- Instructions for the task:
Reproduce the passage of the residual-stress publication record starting at "DOI: 10.1016/j.surfcoat.2019.125142 DOI" and ending at "State: Published (Approved)".

- Text provided:

»»

DOI: 10.1016/j.surfcoat.2019.125142 DOI Help

Authors: Leon Romano Brandt (University of Oxford) , Enrico Salvati (University of Oxford) , Eric Le Bourhis (CNRS - Université de Poitiers) , Thomas Moxham (University of Oxford) , Igor P. Dolbnya (Diamond Light Source) , Alexander M. Korsunsky (University of Oxford)
Co-authored by industrial partner: No

Type: Journal Paper
Journal: Surface And Coatings Technology

State: Published (Approved)
Published: November 2019
Diamond Proposal Number(s): 19192

Abstract: Residual stresses in thin films and multi-layered coatings fabricated by physical vapour deposition largely affect their mechanical and thermal reliability during operation in numerous fields of applications. By changing the argon working pressure in between each multilayer planar DC magnetron sputter deposition step, it is possible to control the residual stress distribution within coatings. A combination of FIB-DIC ring-core strain analysis, synchrotron XRD analysis based on the sin2(Ψ) method and micro-cantilever deflection analysis is used to reconstruct the in-plane stress state of multilayer coatings at different deposition pressures, with a residual stress depth profile resolution of 50 nm. A clear transition from compressive to tensile residual stresses is observed with an increase of working pressure, with pronounced stress peaks near the substrate-coating interface. These peak stresses resolved by FIB-DIC ring-core analysis exceed the average XRD stress measurements significantly, thus providing a reasonable explanation for multilayer failure. Experimental results are presented and comprehensively discussed in the context of deposition conditions for different thin film applications.

««

- Entries:
»»

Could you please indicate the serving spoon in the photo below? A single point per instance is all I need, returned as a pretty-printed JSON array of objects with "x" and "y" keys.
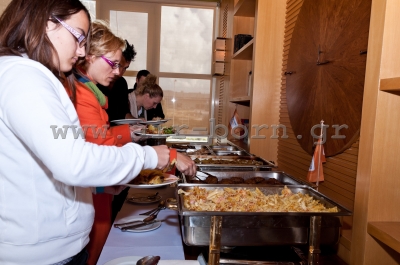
[{"x": 153, "y": 216}]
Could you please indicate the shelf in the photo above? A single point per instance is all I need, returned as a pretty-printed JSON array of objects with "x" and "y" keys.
[
  {"x": 245, "y": 53},
  {"x": 386, "y": 232},
  {"x": 245, "y": 8},
  {"x": 390, "y": 84},
  {"x": 245, "y": 101}
]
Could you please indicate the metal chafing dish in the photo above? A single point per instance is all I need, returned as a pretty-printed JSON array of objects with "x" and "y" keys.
[
  {"x": 259, "y": 228},
  {"x": 254, "y": 163},
  {"x": 280, "y": 176}
]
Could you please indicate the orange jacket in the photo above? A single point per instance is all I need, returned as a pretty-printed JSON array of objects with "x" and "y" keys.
[
  {"x": 93, "y": 116},
  {"x": 91, "y": 113}
]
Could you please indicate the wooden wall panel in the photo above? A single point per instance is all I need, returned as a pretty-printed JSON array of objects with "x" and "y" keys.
[{"x": 340, "y": 171}]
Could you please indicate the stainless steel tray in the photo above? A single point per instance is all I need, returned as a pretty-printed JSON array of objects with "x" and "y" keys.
[
  {"x": 224, "y": 148},
  {"x": 230, "y": 164},
  {"x": 259, "y": 228},
  {"x": 281, "y": 176},
  {"x": 231, "y": 153},
  {"x": 266, "y": 189}
]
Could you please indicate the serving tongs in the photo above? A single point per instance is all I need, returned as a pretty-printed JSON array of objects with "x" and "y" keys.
[{"x": 161, "y": 206}]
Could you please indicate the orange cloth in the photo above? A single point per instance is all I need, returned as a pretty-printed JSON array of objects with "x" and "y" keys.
[
  {"x": 90, "y": 112},
  {"x": 172, "y": 156},
  {"x": 316, "y": 164}
]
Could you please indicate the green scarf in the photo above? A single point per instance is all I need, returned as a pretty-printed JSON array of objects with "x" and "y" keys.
[{"x": 92, "y": 86}]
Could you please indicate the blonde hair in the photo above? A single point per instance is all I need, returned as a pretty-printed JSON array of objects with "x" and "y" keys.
[
  {"x": 102, "y": 40},
  {"x": 149, "y": 86}
]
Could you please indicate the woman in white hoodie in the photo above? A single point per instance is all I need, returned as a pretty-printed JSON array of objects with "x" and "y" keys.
[{"x": 46, "y": 166}]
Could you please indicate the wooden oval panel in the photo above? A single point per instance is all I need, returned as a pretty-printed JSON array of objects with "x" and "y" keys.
[{"x": 327, "y": 56}]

««

- Solved exercise:
DOI: 10.1016/j.surfcoat.2019.125142 DOI Help

Authors: Leon Romano Brandt (University of Oxford) , Enrico Salvati (University of Oxford) , Eric Le Bourhis (CNRS - Université de Poitiers) , Thomas Moxham (University of Oxford) , Igor P. Dolbnya (Diamond Light Source) , Alexander M. Korsunsky (University of Oxford)
Co-authored by industrial partner: No

Type: Journal Paper
Journal: Surface And Coatings Technology

State: Published (Approved)